The below picture for this blog post is a powerful image of how the Atlantic ocean will cover New York City’s Wall Street if we allow the world to rise four degrees Celsius. This article explores one piece of the science behind this prediction.
Sea-level rise is one of the most tangible changes that climate change will bring over the next few decades. Indeed, the word’s coastlines will have to be remapped and some of our most iconic neighborhoods will no longer by inhabitable. Understanding the dynamics of ice sheet loss in places like Greenland and Antarctica is extremely important for predicting exactly how much sea-level rise we are due to experience. Understanding ice sheet dynamics and rates of melting has been difficult partly due to the fact that we have not been intensively monitoring the world’s ice sheets for longer than a few decades. Recently, scientists have been getting more creative about extracting useful information from old aerial photographs to more accurately quantify how much ice we have lost in the past century.

Written request 1:
Answer from the sea-level rise passage:
(a) Which New York City street does the image show the Atlantic Ocean covering, and at what amount of global warming?
(b) Which two places does the passage name for studying ice sheet loss?
(c) What have scientists recently been drawing on to quantify ice lost over the past century?
Written request 2:
Continue the sea-level rise passage from its last sentence.

Data section:
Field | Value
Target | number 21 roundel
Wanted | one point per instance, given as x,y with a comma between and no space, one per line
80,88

Task output 1:
(a) Wall Street, if the world warms four degrees Celsius.
(b) Greenland and Antarctica.
(c) Old aerial photographs.

Task output 2:
A recent report in Nature used photographs of Greenland taken during reconnaissance missions in WWII and applied modern photogrammetric methods to calculate how much ice there was earlier in the 20th century. Authors, Kjeldson et al., combined the WWII aerial survey data with geomorphic observations such as vegetation trim lines (looking at where the maximum extent of the Greenland Ice Sheet (GIS) sheet inhibited vegetation) to get a clearer picture of how much the GIS has been retreating. This allowed them to fill in crucial gaps in the historical data and calculate melting rates. Overall, their data shows that the GIS has contributed 25 cm, almost a foot, of sea-level rise since 1900.
Perhaps most interestingly, the authors were able to compare melting rates in the 20th century to those in the past few decades. In the 20th century Greenland lost 75 gigatonnes per year which equates to 0.21 cm of sea-level rise per year. Alarmingly, rates of ice loss between 2003 to 2010 have double- now at 150 gigatonnes per year. It is clear that melting has sped up dramatically during the time when anthropogenic climate change has become most severe.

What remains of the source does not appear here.